Saved entries:
····················
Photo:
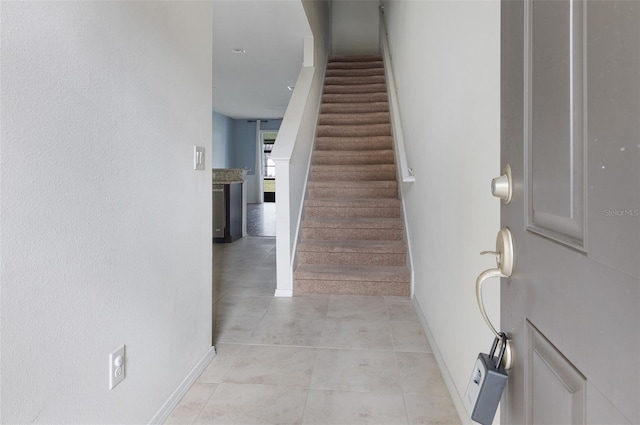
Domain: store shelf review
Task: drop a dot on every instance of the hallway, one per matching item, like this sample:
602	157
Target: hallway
313	359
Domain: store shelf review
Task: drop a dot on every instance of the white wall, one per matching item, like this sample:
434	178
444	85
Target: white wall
222	139
446	57
354	27
106	227
292	150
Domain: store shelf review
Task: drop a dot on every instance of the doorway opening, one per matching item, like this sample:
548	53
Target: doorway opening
268	165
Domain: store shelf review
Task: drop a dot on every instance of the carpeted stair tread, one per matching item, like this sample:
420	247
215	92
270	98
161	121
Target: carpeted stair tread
354	143
359	223
377	184
354	97
356	88
344	157
343	253
312	245
351	80
355	203
354	273
353	118
356	65
361	72
338	229
352	237
353	172
354	58
353	108
354	130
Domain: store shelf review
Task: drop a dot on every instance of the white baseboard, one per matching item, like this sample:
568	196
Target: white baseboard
182	389
457	399
283	293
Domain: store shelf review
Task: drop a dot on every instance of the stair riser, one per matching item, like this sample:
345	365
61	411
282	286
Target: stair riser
351	145
370	79
354	130
352	212
354	98
341	287
353	160
354	119
353	108
352	193
371	234
355	88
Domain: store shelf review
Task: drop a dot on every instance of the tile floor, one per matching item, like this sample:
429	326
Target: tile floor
337	360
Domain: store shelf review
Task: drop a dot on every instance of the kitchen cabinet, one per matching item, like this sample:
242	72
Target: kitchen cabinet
227	212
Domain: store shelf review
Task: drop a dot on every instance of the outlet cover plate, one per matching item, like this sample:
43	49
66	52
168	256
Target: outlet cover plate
198	158
117	364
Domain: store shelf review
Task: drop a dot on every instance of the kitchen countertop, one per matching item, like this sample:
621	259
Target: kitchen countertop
228	175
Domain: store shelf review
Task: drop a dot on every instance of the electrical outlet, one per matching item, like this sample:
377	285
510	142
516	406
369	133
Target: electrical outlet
116	367
198	158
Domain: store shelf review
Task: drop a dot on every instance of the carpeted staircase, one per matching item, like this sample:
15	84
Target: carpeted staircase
352	235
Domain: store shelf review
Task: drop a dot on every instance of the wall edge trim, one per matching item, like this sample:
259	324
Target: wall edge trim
167	407
448	379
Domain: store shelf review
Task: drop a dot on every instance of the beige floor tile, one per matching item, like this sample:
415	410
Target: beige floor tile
261	364
353	408
245	306
358	334
420	374
357	308
314	307
401	311
409	336
234	329
288	331
191	404
425	410
356	370
254	405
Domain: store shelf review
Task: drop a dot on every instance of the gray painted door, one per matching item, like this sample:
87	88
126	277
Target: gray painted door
571	133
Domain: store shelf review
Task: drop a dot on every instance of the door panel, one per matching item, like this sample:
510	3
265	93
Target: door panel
571	133
556	388
554	113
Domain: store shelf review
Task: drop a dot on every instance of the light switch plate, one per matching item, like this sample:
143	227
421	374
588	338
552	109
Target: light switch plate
198	158
117	367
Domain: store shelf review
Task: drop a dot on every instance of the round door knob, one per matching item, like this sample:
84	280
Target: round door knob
501	187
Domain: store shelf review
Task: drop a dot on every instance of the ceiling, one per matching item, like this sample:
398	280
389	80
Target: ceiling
253	84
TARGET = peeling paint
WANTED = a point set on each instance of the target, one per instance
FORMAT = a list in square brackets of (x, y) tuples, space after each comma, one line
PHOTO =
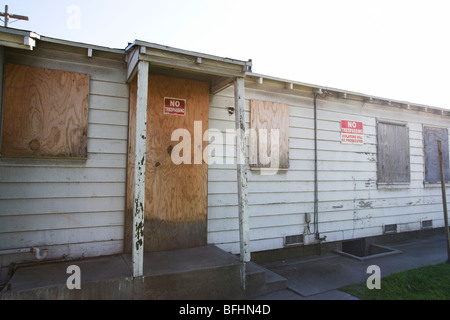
[(365, 204)]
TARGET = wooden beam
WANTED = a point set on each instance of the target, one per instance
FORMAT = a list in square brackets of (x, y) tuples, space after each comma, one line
[(221, 84), (139, 169), (242, 172)]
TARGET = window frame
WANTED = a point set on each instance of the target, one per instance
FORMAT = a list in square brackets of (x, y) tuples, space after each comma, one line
[(381, 171)]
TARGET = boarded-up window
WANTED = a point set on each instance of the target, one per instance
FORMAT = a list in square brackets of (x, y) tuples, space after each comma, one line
[(45, 113), (269, 134), (393, 153), (432, 166)]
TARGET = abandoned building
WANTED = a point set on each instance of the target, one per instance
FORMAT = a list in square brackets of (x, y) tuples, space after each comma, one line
[(153, 149)]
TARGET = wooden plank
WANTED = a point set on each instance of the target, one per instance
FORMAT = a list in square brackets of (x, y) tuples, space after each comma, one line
[(137, 248), (26, 190), (242, 173), (45, 113), (131, 149), (432, 169), (176, 194), (393, 153), (61, 205), (59, 236), (273, 117), (29, 223), (61, 174)]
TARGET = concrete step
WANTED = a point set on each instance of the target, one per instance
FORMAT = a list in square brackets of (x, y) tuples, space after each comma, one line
[(178, 274), (262, 281)]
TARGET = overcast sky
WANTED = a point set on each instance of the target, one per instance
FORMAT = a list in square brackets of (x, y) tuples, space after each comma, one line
[(391, 49)]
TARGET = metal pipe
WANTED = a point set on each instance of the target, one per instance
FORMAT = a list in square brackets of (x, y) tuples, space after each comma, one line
[(39, 254), (316, 196), (444, 199)]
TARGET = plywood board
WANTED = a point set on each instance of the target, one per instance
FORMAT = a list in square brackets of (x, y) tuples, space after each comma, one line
[(45, 112), (176, 194), (393, 153), (270, 116)]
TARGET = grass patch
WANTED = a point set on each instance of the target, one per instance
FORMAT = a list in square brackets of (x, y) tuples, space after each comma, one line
[(426, 283)]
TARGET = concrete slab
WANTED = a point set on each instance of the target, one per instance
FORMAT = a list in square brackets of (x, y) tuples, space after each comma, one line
[(188, 274)]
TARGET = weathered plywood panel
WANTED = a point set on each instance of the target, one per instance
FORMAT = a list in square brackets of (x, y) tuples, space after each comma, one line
[(176, 194), (45, 113), (432, 165), (393, 153)]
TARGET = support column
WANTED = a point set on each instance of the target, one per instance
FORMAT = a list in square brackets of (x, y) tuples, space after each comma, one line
[(242, 171), (139, 169)]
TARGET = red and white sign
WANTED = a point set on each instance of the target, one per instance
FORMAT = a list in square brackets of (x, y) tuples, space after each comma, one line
[(175, 106), (352, 132)]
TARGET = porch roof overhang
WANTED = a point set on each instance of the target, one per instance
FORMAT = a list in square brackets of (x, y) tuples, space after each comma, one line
[(218, 71), (16, 38)]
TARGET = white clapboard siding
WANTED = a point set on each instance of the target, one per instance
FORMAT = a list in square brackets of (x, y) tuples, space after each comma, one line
[(74, 208), (351, 203)]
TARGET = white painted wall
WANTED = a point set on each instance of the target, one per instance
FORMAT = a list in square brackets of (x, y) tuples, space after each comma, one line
[(74, 208), (351, 205)]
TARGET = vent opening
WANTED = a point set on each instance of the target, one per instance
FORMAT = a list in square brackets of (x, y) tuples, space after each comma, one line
[(427, 224), (390, 228), (293, 240)]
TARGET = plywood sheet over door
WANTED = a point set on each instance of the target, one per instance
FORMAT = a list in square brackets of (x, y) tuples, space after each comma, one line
[(176, 195)]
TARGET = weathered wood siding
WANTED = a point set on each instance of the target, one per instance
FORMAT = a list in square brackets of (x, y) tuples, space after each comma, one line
[(74, 208), (351, 203)]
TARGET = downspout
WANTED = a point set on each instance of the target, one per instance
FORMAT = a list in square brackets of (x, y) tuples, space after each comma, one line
[(316, 182)]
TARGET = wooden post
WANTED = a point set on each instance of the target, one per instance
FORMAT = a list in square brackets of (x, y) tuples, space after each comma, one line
[(8, 16), (242, 179), (139, 169), (444, 199)]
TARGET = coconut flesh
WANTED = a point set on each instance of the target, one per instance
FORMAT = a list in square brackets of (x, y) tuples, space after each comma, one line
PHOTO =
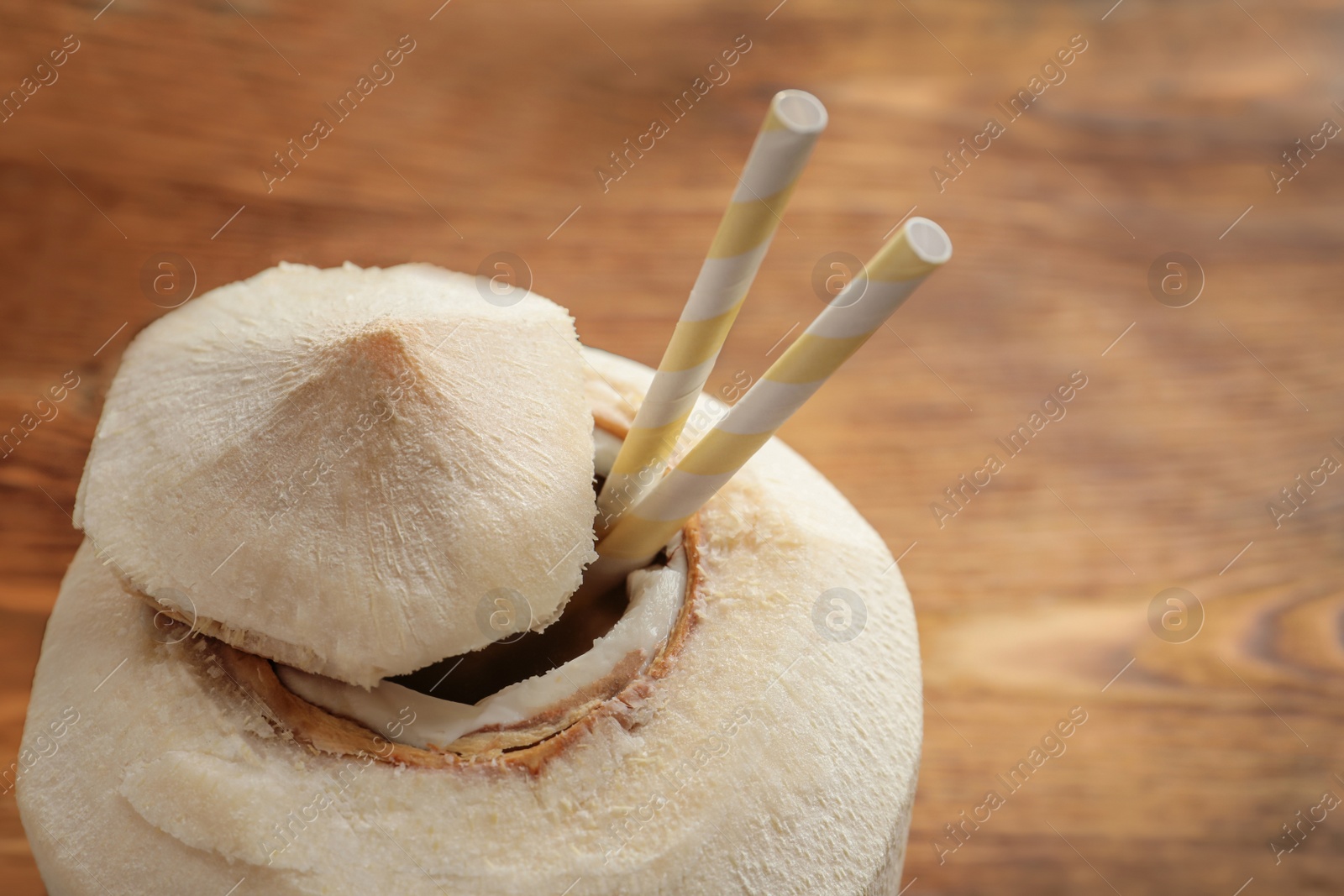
····················
▶ _Task description_
Recast the rows above as a JSON list of strings, one string per line, with blank lines left out. Leave the pictures out.

▶ _Solution to this exercise_
[
  "Photo:",
  "Domain: store shelf review",
  "Task: drop a dot on every instance of the hallway, one per matching item, like this sample:",
  "602\t157",
  "Target: hallway",
  "313\t359",
  "Domain: store shelf review",
  "Task: drop a dot on every instance of the white wall, one per matching item, like this sample:",
  "434\t178",
  "444\t85",
  "Target: white wall",
  "222\t139",
  "446\t57",
  "354\t27",
  "106\t227",
  "292\t150",
  "Domain: store shelf review",
  "Task: drop a dot on every instance of the doorway opening, one per matching item, like this sample:",
  "548\t53",
  "Target: doorway opening",
  "268\t165",
  "Domain: store shelf review",
  "Task: drop a dot on every instance of the carpeted stair tread, one per matching item, like this sample:",
  "420\t247",
  "215\t92",
  "270\t98",
  "161\t121",
  "Target: carpeted stair tread",
  "354\t143",
  "359\t223",
  "377\t184",
  "354\t97",
  "356\t88",
  "344\t157",
  "343\t253",
  "312\t245",
  "351\t80",
  "355\t203",
  "354\t273",
  "353\t118",
  "356\t65",
  "361\t72",
  "338\t229",
  "352\t237",
  "353\t172",
  "354\t58",
  "353\t108",
  "354\t130",
  "Domain: store shelf review",
  "Task: drop a dot on every instance of the white baseboard, one per matching item, like this sample:",
  "568\t196",
  "Target: white baseboard",
  "182\t389",
  "457\t399",
  "283\t293",
  "Domain: store shelf review",
  "Task: drop a dot on every instance of the stair riser, one per matching item, like this sample:",
  "345\t365",
  "61\t411",
  "282\t286",
  "Target: stair riser",
  "351\t145",
  "370\t79",
  "354\t130",
  "352\t212",
  "354\t98",
  "341\t287",
  "353\t160",
  "354\t119",
  "353\t108",
  "352\t193",
  "371\t234",
  "355\t88",
  "Domain: store shelf review",
  "Task: drop a dot on every instance of the tile floor, one per matching item, like this sample:",
  "429\t326",
  "Target: tile floor",
  "337\t360",
  "Domain: store shelf review",
  "Task: drop a dot on every instance of the kitchen cabinet, one per matching item, like this sample:",
  "242\t72",
  "Target: kitchen cabinet",
  "227\t212",
  "Domain: store shelf review",
  "Task: drop a dot on every instance of the outlet cover plate, one per matching item, like this sample:",
  "43\t49",
  "66\t52",
  "168\t256",
  "Target: outlet cover plate",
  "198\t158",
  "117\t364",
  "Domain: store shelf review",
  "Task: drop a dot on every instance of the kitchen countertop, one per matching item, like this sample:",
  "621\t259",
  "Target: kitchen countertop",
  "228\t175",
  "Domain: store shelf review",
  "Task: drop a dot on every instance of the electrical outlet, one per matching item, like this sample:",
  "377\t285",
  "510\t142",
  "516\t406",
  "369\t133",
  "Target: electrical outlet",
  "116\t367",
  "198\t158",
  "Domain: store shelf review",
  "Task: drop a dot on every instance of the carpeted staircase, one per matching item, like this sample:",
  "15\t84",
  "Target: carpeted staircase",
  "352\t235",
  "Domain: store shelf review",
  "Task: drop a dot on every instance of the wall edge trim, one per matching item, like this sample:",
  "259\t324",
  "Target: wall edge trim",
  "167\t407",
  "448\t379",
  "Domain: store shelf review",
  "Task: drop a dot on every instance of the beige floor tile, one per matching item, like this sample:",
  "415\t410",
  "Target: beige floor tile",
  "261\t364",
  "353\t408",
  "245\t306",
  "358\t334",
  "420\t374",
  "357\t308",
  "314\t307",
  "401\t311",
  "409\t336",
  "234\t329",
  "288\t331",
  "191\t404",
  "425\t410",
  "356\t370",
  "254\t405",
  "Domain: store shelf review",
  "Task: drop a dot on every instance of the gray painted door, one per matching item, like this sample:",
  "87\t88",
  "126\t277",
  "Target: gray painted door",
  "571\t133",
  "Domain: store shelf review",
  "Task: drop a dot on every instance of the door panel, one per matching item, like this sample:",
  "510\t3",
  "265\t93",
  "Target: door panel",
  "571\t133",
  "556\t388",
  "554\t113",
  "Domain: store shelf review",
  "Task: drop a dot on every instance of the light switch plate, one per matching item, like this sample:",
  "143\t227",
  "421\t374",
  "588\t338",
  "552\t109",
  "Target: light switch plate",
  "198\t158",
  "117\t367",
  "Domain: store shelf review",
  "Task: drop a dot on every instance of the round door knob, one per matching item, like this sample:",
  "84\t280",
  "Target: round door knob",
  "501\t187",
  "Domain: store shelf review",
  "Task: drop a dot on every instance of the ceiling, one per matching item, like this sample:",
  "398\t280",
  "389\t80",
  "Target: ceiling",
  "253\t84",
  "TARGET = peeling paint",
  "WANTED = a point set on each instance of the target, one per instance",
  "FORMAT = a list in square brackets of (x, y) tuples, space after each comma, one line",
  "PHOTO =",
  "[(365, 204)]",
  "TARGET = wooden beam",
  "WANTED = a point set on each instance of the target, one per instance",
  "FORMAT = a list in square brackets of (x, y) tuples, space after each comma, one line",
  "[(221, 84), (139, 169), (242, 172)]",
  "TARGET = window frame",
  "WANTED = a point set on each instance of the target, one per instance",
  "FORMAT = a list in square brackets of (x, y) tuples, space after each comma, one line",
  "[(381, 171)]",
  "TARGET = boarded-up window",
  "WANTED = a point set on each instance of the target, one per instance",
  "FORMAT = a list in square brackets of (x, y) tuples, space after each comma, one line",
  "[(45, 113), (269, 134), (393, 153), (432, 166)]",
  "TARGET = abandoned building",
  "WANTED = a point set on each instance of the target, one per instance",
  "FORMAT = a list in square brackets of (x, y) tuples, space after each comma, one line",
  "[(153, 149)]",
  "TARGET = wooden plank",
  "WANTED = a point set on each instance of the target, one per instance",
  "FORMAT = a list in square brackets of (x, y) tuples, space after each comma, one line",
  "[(137, 248), (26, 190), (242, 173), (45, 113), (131, 149), (432, 169), (176, 194), (393, 153), (61, 205), (59, 236), (273, 117), (29, 223), (61, 174)]",
  "TARGET = concrete step",
  "WANTED = a point set on each instance of the target, one per instance",
  "FORMAT = a list in square brackets of (x, y) tuples, space after each comma, one line",
  "[(178, 274), (262, 281)]",
  "TARGET = overcast sky",
  "WANTED = a point set on each instance of the target, one per instance",
  "FORMAT = a list in square brackets of (x, y) tuples, space after each comma, one line",
  "[(391, 49)]",
  "TARGET = metal pipe",
  "WANTED = a point set on each instance of the target, one per instance",
  "FORMAT = a list in square brackets of (x, y) tuples, space after each comma, one line",
  "[(39, 254), (316, 196), (444, 199)]",
  "TARGET = plywood board",
  "WANTED = a point set on each instance of the target, one per instance",
  "FORMAT = a list in square brackets of (x, y) tuples, space after each comma, one line",
  "[(45, 112), (176, 194), (393, 153), (270, 116)]",
  "TARGET = grass patch",
  "WANTED = a point set on each instance of the target, one per instance",
  "FORMAT = a list in square brackets of (x, y) tuples, space after each comma, one line",
  "[(426, 283)]",
  "TARGET = concrete slab",
  "WANTED = a point set on each instance of the target, one per instance",
  "FORMAT = a list in square brackets of (x, y) tuples, space after each comma, one line",
  "[(188, 274)]",
  "TARGET = weathered plywood panel",
  "WANTED = a point set on each instance of the target, one per instance",
  "FORMAT = a list in square brackets of (x, y) tuples, space after each comma, one line",
  "[(176, 194), (45, 113), (432, 165), (393, 153)]",
  "TARGET = support column",
  "WANTED = a point set on each instance of the target, one per instance",
  "FORMAT = a list in square brackets of (x, y) tuples, space after each comma, one line",
  "[(242, 171), (139, 169)]",
  "TARGET = red and white sign",
  "WANTED = a point set on each instance of the target, one per instance",
  "FORMAT = a list in square brackets of (x, y) tuples, space after each comma, one line",
  "[(175, 106), (352, 132)]",
  "TARGET = porch roof overhang",
  "WANTED = a point set on each instance of the target, one per instance",
  "FORMAT = a list in square brackets of (x, y) tuples, space after each comma, one line",
  "[(218, 71), (16, 38)]",
  "TARGET = white clapboard siding",
  "WANTED = a point set on each instance of the target, one per instance",
  "FORMAT = a list in square brackets of (x, y) tuples, space after each comma, one line",
  "[(74, 208), (351, 203)]",
  "TARGET = white painted wall",
  "WANTED = a point set on each instance of the target, one per instance",
  "FORMAT = a list in square brackets of (x, y) tuples, space after each comma, one line",
  "[(74, 208), (351, 205)]",
  "TARGET = vent opening",
  "WANTED = a point set on each instance of the target, one per instance",
  "FORMAT = a list in square brackets of (x, y) tuples, space after each comma, one line",
  "[(427, 224), (390, 228), (293, 240)]",
  "TARGET = plywood sheet over door",
  "WANTED = a point set on each instance of the target, one per instance",
  "FORMAT = a list in square brackets of (x, y) tuples, space after each comma, one line",
  "[(176, 195)]",
  "TARGET = weathered wood siding",
  "WANTED = a point set on each instance of the target, one per instance",
  "FORMAT = a list in square brackets of (x, y) tuples, space after each comma, one line",
  "[(74, 208), (351, 203)]",
  "TARGET = downspout",
  "WANTED = a point set on each instance of the target, one per instance",
  "FORMAT = a list in square brackets of (x, y) tuples, space after each comma, one line",
  "[(316, 182)]",
  "TARGET = wooden post",
  "WANTED = a point set on each instance of the target, one per instance",
  "FORMAT = a list in square brackets of (x, y) tuples, space after each comma, one line",
  "[(8, 16), (242, 179), (139, 169), (444, 199)]",
  "TARGET = coconut flesh",
  "WANTED = a point set on each instance of the target, one per instance",
  "FORMAT = a list in square brackets of (x, y) tuples, space after each comma, one line",
  "PHOTO ="
]